----- Provided information

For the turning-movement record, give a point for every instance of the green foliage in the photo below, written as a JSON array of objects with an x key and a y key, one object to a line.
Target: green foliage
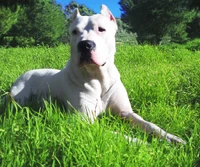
[
  {"x": 8, "y": 17},
  {"x": 152, "y": 20},
  {"x": 163, "y": 84},
  {"x": 82, "y": 9},
  {"x": 193, "y": 45},
  {"x": 40, "y": 22},
  {"x": 124, "y": 34}
]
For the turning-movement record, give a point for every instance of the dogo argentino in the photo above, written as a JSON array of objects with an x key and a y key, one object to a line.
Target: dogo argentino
[{"x": 90, "y": 81}]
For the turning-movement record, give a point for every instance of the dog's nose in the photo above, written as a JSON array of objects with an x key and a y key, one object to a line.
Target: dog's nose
[{"x": 86, "y": 46}]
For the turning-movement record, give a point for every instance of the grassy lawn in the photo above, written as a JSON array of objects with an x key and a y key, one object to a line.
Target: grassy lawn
[{"x": 163, "y": 83}]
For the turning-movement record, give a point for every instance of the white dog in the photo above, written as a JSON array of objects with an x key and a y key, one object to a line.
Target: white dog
[{"x": 90, "y": 82}]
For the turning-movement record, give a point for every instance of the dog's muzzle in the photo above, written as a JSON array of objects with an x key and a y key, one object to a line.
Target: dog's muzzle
[{"x": 85, "y": 48}]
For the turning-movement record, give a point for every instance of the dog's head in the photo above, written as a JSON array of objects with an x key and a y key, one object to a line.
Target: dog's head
[{"x": 92, "y": 38}]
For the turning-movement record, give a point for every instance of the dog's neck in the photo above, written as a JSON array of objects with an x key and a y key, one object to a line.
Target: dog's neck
[{"x": 92, "y": 77}]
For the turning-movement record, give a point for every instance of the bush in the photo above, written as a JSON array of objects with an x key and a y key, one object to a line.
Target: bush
[{"x": 193, "y": 45}]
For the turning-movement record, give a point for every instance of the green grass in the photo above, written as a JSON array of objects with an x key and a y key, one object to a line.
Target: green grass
[{"x": 163, "y": 83}]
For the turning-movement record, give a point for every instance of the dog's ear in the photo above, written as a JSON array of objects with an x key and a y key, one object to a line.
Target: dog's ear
[
  {"x": 105, "y": 11},
  {"x": 75, "y": 14}
]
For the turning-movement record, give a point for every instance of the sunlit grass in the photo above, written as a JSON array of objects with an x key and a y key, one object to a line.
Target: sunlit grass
[{"x": 163, "y": 84}]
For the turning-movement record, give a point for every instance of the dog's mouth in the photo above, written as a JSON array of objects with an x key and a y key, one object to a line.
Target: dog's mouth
[
  {"x": 86, "y": 59},
  {"x": 88, "y": 56}
]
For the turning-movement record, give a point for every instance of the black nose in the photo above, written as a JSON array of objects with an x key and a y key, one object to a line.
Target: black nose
[{"x": 86, "y": 46}]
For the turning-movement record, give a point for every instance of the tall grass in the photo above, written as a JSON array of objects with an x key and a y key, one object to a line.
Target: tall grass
[{"x": 163, "y": 85}]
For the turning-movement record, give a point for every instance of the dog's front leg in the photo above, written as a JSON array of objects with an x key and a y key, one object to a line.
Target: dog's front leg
[
  {"x": 150, "y": 127},
  {"x": 120, "y": 105}
]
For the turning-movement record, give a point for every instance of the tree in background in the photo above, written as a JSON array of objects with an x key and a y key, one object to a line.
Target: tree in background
[
  {"x": 85, "y": 11},
  {"x": 37, "y": 22},
  {"x": 154, "y": 19}
]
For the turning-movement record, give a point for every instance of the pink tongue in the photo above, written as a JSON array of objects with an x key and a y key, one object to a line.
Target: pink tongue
[{"x": 94, "y": 59}]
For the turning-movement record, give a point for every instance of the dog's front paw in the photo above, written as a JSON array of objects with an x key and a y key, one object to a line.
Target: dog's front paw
[{"x": 174, "y": 139}]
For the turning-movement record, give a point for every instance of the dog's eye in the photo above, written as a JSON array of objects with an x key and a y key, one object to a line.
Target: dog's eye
[
  {"x": 74, "y": 32},
  {"x": 100, "y": 29}
]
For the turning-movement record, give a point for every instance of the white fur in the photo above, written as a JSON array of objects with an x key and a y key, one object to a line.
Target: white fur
[{"x": 89, "y": 88}]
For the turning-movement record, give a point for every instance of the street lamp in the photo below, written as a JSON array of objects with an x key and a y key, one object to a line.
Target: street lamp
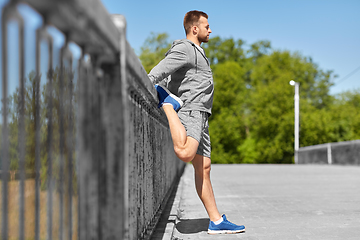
[{"x": 297, "y": 113}]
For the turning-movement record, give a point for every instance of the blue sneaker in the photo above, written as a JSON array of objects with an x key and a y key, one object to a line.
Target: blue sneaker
[
  {"x": 225, "y": 227},
  {"x": 166, "y": 97}
]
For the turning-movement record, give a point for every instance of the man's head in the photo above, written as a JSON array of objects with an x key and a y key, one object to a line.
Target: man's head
[{"x": 196, "y": 26}]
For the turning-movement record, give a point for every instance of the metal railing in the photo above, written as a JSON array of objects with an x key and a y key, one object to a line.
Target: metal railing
[
  {"x": 341, "y": 153},
  {"x": 80, "y": 128}
]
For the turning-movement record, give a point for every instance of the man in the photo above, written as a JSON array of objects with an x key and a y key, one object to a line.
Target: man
[{"x": 185, "y": 85}]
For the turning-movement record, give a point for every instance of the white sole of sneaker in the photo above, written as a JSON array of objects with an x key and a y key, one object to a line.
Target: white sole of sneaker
[{"x": 213, "y": 232}]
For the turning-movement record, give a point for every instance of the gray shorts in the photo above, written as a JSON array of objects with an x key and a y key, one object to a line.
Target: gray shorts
[{"x": 197, "y": 126}]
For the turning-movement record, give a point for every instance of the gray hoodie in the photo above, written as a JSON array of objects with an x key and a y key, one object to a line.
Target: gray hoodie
[{"x": 186, "y": 72}]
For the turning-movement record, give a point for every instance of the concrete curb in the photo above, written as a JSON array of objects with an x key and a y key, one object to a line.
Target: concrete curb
[{"x": 170, "y": 217}]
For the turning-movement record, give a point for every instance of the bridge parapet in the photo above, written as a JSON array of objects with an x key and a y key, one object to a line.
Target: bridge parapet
[
  {"x": 341, "y": 153},
  {"x": 87, "y": 126}
]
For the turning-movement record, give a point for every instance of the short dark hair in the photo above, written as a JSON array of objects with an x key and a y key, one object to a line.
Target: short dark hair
[{"x": 191, "y": 18}]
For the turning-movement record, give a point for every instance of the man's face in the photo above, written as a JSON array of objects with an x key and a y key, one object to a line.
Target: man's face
[{"x": 203, "y": 30}]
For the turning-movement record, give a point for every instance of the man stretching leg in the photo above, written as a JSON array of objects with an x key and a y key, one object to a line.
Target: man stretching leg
[{"x": 184, "y": 82}]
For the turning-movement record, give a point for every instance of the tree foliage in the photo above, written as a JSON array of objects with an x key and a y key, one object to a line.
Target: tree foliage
[{"x": 253, "y": 110}]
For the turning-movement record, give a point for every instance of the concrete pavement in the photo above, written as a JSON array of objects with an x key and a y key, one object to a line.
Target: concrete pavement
[{"x": 272, "y": 201}]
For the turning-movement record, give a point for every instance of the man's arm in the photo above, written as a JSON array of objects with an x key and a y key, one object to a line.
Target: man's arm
[{"x": 174, "y": 60}]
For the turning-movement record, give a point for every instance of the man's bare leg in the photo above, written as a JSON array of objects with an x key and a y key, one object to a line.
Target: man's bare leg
[
  {"x": 185, "y": 147},
  {"x": 202, "y": 166}
]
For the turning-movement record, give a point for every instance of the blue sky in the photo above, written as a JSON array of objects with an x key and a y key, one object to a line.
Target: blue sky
[{"x": 326, "y": 30}]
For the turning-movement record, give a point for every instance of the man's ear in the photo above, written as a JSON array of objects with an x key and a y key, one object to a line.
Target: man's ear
[{"x": 195, "y": 29}]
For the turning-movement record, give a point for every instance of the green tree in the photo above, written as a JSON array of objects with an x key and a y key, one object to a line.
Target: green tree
[{"x": 253, "y": 110}]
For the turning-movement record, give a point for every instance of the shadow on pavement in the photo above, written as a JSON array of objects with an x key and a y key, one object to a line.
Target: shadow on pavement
[{"x": 188, "y": 226}]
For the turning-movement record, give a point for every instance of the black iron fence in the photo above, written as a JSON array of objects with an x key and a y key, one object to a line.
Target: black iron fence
[{"x": 85, "y": 152}]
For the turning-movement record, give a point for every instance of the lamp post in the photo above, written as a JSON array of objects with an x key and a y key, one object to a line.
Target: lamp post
[{"x": 297, "y": 113}]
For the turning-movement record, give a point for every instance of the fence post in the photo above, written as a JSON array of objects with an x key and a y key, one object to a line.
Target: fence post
[{"x": 329, "y": 156}]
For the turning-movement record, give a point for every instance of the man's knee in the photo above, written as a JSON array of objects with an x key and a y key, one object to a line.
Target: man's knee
[{"x": 202, "y": 165}]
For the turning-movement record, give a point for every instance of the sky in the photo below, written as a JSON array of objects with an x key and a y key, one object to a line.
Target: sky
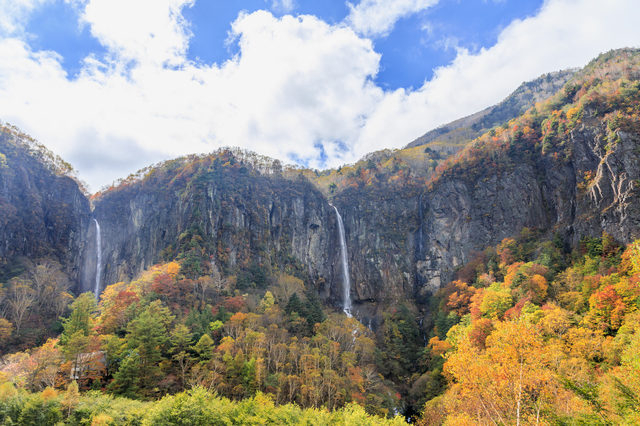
[{"x": 115, "y": 85}]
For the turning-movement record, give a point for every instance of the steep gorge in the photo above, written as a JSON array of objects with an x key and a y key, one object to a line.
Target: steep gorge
[{"x": 247, "y": 217}]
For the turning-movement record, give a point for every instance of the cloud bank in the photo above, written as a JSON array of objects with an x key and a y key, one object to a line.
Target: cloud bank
[{"x": 299, "y": 89}]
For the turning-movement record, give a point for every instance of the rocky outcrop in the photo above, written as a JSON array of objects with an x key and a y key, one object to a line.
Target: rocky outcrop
[
  {"x": 239, "y": 216},
  {"x": 405, "y": 238},
  {"x": 453, "y": 136},
  {"x": 43, "y": 212}
]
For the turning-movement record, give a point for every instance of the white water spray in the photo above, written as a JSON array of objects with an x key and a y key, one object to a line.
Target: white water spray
[
  {"x": 346, "y": 282},
  {"x": 96, "y": 290}
]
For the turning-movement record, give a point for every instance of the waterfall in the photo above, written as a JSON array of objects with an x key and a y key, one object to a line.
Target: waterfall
[
  {"x": 96, "y": 290},
  {"x": 346, "y": 282}
]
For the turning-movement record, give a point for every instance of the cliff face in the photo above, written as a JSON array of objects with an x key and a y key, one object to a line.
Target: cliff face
[
  {"x": 562, "y": 175},
  {"x": 43, "y": 212},
  {"x": 453, "y": 136},
  {"x": 235, "y": 216},
  {"x": 571, "y": 169}
]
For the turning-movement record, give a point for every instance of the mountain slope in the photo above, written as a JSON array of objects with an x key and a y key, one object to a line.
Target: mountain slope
[
  {"x": 43, "y": 211},
  {"x": 569, "y": 167},
  {"x": 453, "y": 136}
]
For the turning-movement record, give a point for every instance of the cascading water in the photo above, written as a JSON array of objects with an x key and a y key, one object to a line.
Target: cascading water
[
  {"x": 346, "y": 282},
  {"x": 96, "y": 290}
]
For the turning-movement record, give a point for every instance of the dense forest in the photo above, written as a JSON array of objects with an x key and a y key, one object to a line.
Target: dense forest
[{"x": 212, "y": 325}]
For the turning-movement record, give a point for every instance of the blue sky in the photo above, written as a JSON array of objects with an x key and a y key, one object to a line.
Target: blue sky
[
  {"x": 113, "y": 85},
  {"x": 417, "y": 44}
]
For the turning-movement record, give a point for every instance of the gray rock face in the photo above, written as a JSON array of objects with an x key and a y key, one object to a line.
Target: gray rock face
[
  {"x": 43, "y": 213},
  {"x": 241, "y": 218},
  {"x": 403, "y": 242}
]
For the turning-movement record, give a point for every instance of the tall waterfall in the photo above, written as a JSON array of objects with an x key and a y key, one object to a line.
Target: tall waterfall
[
  {"x": 346, "y": 282},
  {"x": 96, "y": 290}
]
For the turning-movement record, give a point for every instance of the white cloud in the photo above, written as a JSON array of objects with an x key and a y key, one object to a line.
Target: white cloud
[
  {"x": 299, "y": 86},
  {"x": 284, "y": 6},
  {"x": 377, "y": 17},
  {"x": 13, "y": 14},
  {"x": 564, "y": 34},
  {"x": 142, "y": 30}
]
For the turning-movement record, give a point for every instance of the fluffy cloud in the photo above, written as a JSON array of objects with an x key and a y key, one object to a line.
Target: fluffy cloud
[
  {"x": 285, "y": 6},
  {"x": 13, "y": 13},
  {"x": 299, "y": 88},
  {"x": 564, "y": 34},
  {"x": 377, "y": 17},
  {"x": 141, "y": 30}
]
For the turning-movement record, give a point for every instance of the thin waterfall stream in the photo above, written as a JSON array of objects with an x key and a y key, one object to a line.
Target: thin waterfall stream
[
  {"x": 346, "y": 282},
  {"x": 96, "y": 290}
]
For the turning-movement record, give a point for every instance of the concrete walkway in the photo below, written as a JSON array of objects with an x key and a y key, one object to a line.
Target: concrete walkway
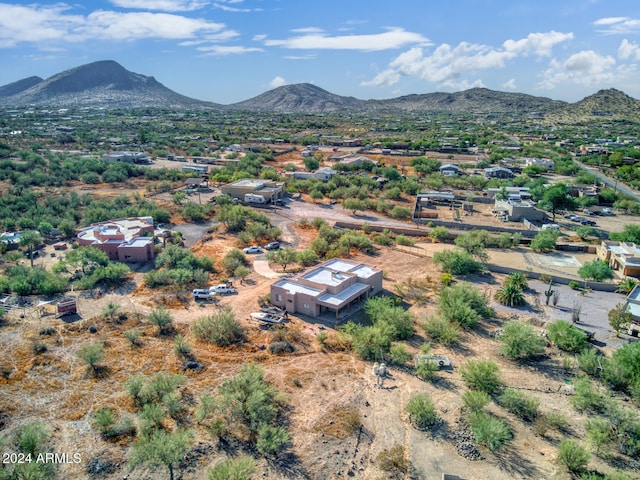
[{"x": 263, "y": 269}]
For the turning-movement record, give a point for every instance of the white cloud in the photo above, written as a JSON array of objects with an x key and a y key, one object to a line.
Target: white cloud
[
  {"x": 583, "y": 68},
  {"x": 128, "y": 26},
  {"x": 308, "y": 30},
  {"x": 393, "y": 38},
  {"x": 231, "y": 9},
  {"x": 618, "y": 25},
  {"x": 42, "y": 24},
  {"x": 228, "y": 49},
  {"x": 162, "y": 5},
  {"x": 628, "y": 50},
  {"x": 449, "y": 66},
  {"x": 277, "y": 82},
  {"x": 540, "y": 44},
  {"x": 510, "y": 84}
]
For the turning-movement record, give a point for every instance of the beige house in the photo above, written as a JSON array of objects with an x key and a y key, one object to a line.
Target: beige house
[
  {"x": 269, "y": 189},
  {"x": 334, "y": 286},
  {"x": 123, "y": 239},
  {"x": 622, "y": 256}
]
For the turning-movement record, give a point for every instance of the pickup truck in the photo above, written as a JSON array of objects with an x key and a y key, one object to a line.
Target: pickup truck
[
  {"x": 203, "y": 294},
  {"x": 222, "y": 289}
]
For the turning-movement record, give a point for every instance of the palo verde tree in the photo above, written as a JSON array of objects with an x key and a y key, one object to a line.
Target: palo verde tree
[{"x": 30, "y": 239}]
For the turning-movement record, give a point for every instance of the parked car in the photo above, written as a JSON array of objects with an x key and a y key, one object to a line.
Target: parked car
[
  {"x": 272, "y": 246},
  {"x": 203, "y": 294},
  {"x": 223, "y": 289}
]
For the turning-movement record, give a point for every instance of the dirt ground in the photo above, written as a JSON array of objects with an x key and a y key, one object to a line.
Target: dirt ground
[{"x": 339, "y": 419}]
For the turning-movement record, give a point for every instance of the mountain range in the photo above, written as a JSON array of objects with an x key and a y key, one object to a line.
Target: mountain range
[{"x": 108, "y": 84}]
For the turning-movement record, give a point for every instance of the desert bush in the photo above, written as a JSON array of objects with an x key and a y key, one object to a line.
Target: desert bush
[
  {"x": 181, "y": 346},
  {"x": 511, "y": 295},
  {"x": 161, "y": 318},
  {"x": 483, "y": 375},
  {"x": 422, "y": 411},
  {"x": 566, "y": 336},
  {"x": 393, "y": 460},
  {"x": 599, "y": 434},
  {"x": 573, "y": 456},
  {"x": 220, "y": 328},
  {"x": 475, "y": 400},
  {"x": 271, "y": 439},
  {"x": 591, "y": 362},
  {"x": 240, "y": 468},
  {"x": 91, "y": 354},
  {"x": 31, "y": 438},
  {"x": 398, "y": 354},
  {"x": 519, "y": 340},
  {"x": 133, "y": 336},
  {"x": 281, "y": 346},
  {"x": 520, "y": 404},
  {"x": 588, "y": 398},
  {"x": 488, "y": 430},
  {"x": 441, "y": 330}
]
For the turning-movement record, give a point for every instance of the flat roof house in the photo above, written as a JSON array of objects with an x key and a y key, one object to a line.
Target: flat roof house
[
  {"x": 333, "y": 286},
  {"x": 622, "y": 256},
  {"x": 122, "y": 239},
  {"x": 269, "y": 189},
  {"x": 498, "y": 172}
]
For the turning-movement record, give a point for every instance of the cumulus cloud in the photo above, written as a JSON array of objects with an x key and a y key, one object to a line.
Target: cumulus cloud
[
  {"x": 584, "y": 68},
  {"x": 277, "y": 82},
  {"x": 540, "y": 44},
  {"x": 618, "y": 25},
  {"x": 393, "y": 38},
  {"x": 510, "y": 84},
  {"x": 448, "y": 65},
  {"x": 629, "y": 50},
  {"x": 227, "y": 49},
  {"x": 41, "y": 24},
  {"x": 162, "y": 5}
]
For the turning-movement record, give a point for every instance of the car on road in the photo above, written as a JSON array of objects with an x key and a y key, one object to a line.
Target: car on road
[
  {"x": 272, "y": 246},
  {"x": 203, "y": 294},
  {"x": 223, "y": 289}
]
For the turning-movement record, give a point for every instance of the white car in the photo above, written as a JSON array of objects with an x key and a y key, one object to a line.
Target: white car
[
  {"x": 223, "y": 289},
  {"x": 203, "y": 294}
]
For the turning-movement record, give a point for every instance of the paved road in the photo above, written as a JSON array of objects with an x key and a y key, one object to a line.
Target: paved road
[{"x": 611, "y": 182}]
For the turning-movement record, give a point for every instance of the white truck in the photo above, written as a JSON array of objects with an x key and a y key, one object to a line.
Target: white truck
[{"x": 253, "y": 198}]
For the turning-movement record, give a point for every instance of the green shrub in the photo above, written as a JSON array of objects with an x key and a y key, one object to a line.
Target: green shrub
[
  {"x": 475, "y": 400},
  {"x": 271, "y": 439},
  {"x": 488, "y": 430},
  {"x": 220, "y": 328},
  {"x": 422, "y": 411},
  {"x": 483, "y": 375},
  {"x": 520, "y": 404},
  {"x": 587, "y": 397},
  {"x": 240, "y": 468},
  {"x": 566, "y": 336},
  {"x": 32, "y": 437},
  {"x": 572, "y": 456},
  {"x": 398, "y": 354},
  {"x": 519, "y": 340}
]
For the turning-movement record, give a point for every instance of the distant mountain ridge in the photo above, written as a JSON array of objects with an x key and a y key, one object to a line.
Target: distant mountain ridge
[
  {"x": 104, "y": 84},
  {"x": 108, "y": 84}
]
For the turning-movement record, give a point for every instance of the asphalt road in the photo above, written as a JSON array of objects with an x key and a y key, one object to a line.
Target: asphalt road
[{"x": 611, "y": 182}]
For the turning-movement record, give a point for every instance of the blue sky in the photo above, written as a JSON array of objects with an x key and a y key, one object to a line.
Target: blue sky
[{"x": 230, "y": 50}]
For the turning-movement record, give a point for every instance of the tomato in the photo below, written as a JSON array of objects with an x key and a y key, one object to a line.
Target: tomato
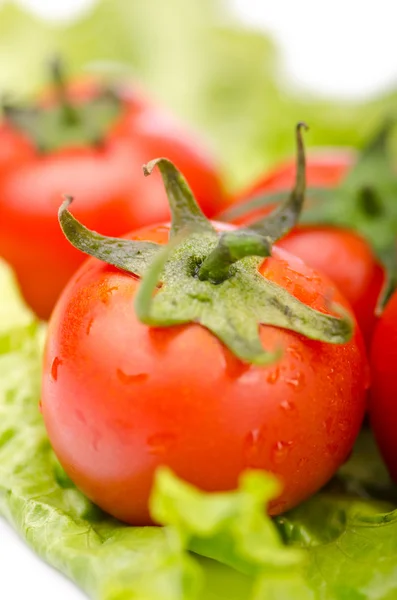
[
  {"x": 107, "y": 179},
  {"x": 383, "y": 406},
  {"x": 342, "y": 254},
  {"x": 120, "y": 398}
]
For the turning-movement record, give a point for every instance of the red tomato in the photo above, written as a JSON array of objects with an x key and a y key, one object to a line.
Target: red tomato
[
  {"x": 113, "y": 195},
  {"x": 383, "y": 406},
  {"x": 343, "y": 255},
  {"x": 120, "y": 398}
]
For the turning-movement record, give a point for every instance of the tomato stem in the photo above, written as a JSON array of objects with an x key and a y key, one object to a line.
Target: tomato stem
[{"x": 232, "y": 246}]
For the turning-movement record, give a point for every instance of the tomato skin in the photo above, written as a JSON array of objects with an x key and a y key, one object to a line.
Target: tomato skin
[
  {"x": 383, "y": 405},
  {"x": 120, "y": 398},
  {"x": 111, "y": 192},
  {"x": 343, "y": 255}
]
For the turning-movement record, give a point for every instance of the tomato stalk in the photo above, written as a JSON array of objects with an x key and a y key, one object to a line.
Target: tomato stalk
[
  {"x": 365, "y": 202},
  {"x": 62, "y": 124},
  {"x": 212, "y": 278}
]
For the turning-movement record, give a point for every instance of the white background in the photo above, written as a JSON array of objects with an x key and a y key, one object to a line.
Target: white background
[{"x": 344, "y": 48}]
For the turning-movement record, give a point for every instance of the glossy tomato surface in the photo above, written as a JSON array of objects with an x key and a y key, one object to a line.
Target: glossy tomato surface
[
  {"x": 343, "y": 255},
  {"x": 111, "y": 192},
  {"x": 383, "y": 396},
  {"x": 120, "y": 398}
]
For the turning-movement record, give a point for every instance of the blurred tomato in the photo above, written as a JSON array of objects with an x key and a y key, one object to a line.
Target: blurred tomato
[{"x": 104, "y": 173}]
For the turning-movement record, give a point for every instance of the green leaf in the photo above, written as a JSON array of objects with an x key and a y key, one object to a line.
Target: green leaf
[
  {"x": 339, "y": 545},
  {"x": 129, "y": 255},
  {"x": 231, "y": 527},
  {"x": 236, "y": 95}
]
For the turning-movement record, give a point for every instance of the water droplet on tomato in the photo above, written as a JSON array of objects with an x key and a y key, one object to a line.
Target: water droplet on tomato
[
  {"x": 96, "y": 438},
  {"x": 328, "y": 424},
  {"x": 81, "y": 417},
  {"x": 332, "y": 448},
  {"x": 133, "y": 378},
  {"x": 251, "y": 449},
  {"x": 287, "y": 405},
  {"x": 54, "y": 367},
  {"x": 105, "y": 293},
  {"x": 280, "y": 451},
  {"x": 273, "y": 375},
  {"x": 296, "y": 382},
  {"x": 295, "y": 352},
  {"x": 234, "y": 367},
  {"x": 344, "y": 425},
  {"x": 160, "y": 443},
  {"x": 89, "y": 325}
]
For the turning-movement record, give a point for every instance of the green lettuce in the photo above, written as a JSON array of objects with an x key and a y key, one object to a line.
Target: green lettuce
[
  {"x": 339, "y": 545},
  {"x": 216, "y": 74}
]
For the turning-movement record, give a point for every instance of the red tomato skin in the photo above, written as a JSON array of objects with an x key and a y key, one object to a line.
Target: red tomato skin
[
  {"x": 383, "y": 394},
  {"x": 343, "y": 255},
  {"x": 120, "y": 398},
  {"x": 112, "y": 195}
]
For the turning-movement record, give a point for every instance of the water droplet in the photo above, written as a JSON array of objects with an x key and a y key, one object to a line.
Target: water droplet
[
  {"x": 332, "y": 448},
  {"x": 328, "y": 424},
  {"x": 54, "y": 367},
  {"x": 81, "y": 416},
  {"x": 296, "y": 382},
  {"x": 96, "y": 438},
  {"x": 89, "y": 325},
  {"x": 273, "y": 375},
  {"x": 251, "y": 449},
  {"x": 280, "y": 451},
  {"x": 287, "y": 405},
  {"x": 344, "y": 425},
  {"x": 234, "y": 367},
  {"x": 133, "y": 378},
  {"x": 160, "y": 443},
  {"x": 295, "y": 352},
  {"x": 105, "y": 293}
]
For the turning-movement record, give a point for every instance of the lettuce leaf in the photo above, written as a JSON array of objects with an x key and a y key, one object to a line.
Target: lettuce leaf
[
  {"x": 108, "y": 559},
  {"x": 218, "y": 75},
  {"x": 339, "y": 545}
]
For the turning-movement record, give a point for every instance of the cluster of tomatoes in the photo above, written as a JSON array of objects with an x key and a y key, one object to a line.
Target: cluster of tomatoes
[{"x": 121, "y": 398}]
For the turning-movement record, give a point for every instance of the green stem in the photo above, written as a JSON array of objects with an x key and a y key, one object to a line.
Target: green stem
[
  {"x": 285, "y": 217},
  {"x": 70, "y": 114},
  {"x": 232, "y": 247}
]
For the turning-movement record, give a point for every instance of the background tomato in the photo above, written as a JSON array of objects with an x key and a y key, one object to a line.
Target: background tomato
[
  {"x": 383, "y": 405},
  {"x": 120, "y": 398},
  {"x": 343, "y": 255},
  {"x": 113, "y": 195}
]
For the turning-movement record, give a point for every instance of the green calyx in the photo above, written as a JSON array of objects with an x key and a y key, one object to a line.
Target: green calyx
[
  {"x": 213, "y": 278},
  {"x": 366, "y": 201},
  {"x": 65, "y": 123}
]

----------

> Work to be completed: Each line from the first line of the material above through the line containing "the dog's head" is to be reproduced exactly, with both ends kept and pictures left out.

> Written answer:
For the turning-movement record, give a point for every instance of the green foliage in the photo below, written as a JSON array of objects with an x key and a y key, one object to a line.
Target: green foliage
[
  {"x": 8, "y": 17},
  {"x": 152, "y": 20},
  {"x": 163, "y": 84},
  {"x": 82, "y": 9},
  {"x": 193, "y": 45},
  {"x": 40, "y": 22},
  {"x": 124, "y": 34}
]
For the turning-movement record, give a point for every instance of the dogo argentino in the photo above, written as a JSON array of objects with an x key and a y key, one object to a line.
Target: dogo argentino
[{"x": 90, "y": 81}]
For the turning-movement record, give a point for every instance of the dog's nose in the photo above, written as a JSON array of objects with an x key and a y key, one object to a line.
Target: dog's nose
[{"x": 86, "y": 46}]
For the turning-movement record, give a point for every instance of the grassy lawn in the photo above, written as a JSON array of objects with an x key and a y key, one object to a line.
Target: grassy lawn
[{"x": 163, "y": 83}]
For the turning-movement record, give a point for every instance of the white dog in the photo above, written as a JSON array of objects with an x key and a y key, one object to a line.
Target: white dog
[{"x": 90, "y": 82}]
For the turning-movement record, give a point for every instance of the dog's muzzle in the photo above, written as a JSON array of objects with an x key and a y key, one object to a line.
Target: dog's muzzle
[{"x": 85, "y": 48}]
For the turning-movement record, give a point for every instance of the dog's head in the photo above, written as a JSON array of objects with an x key and a y key, one object to a line.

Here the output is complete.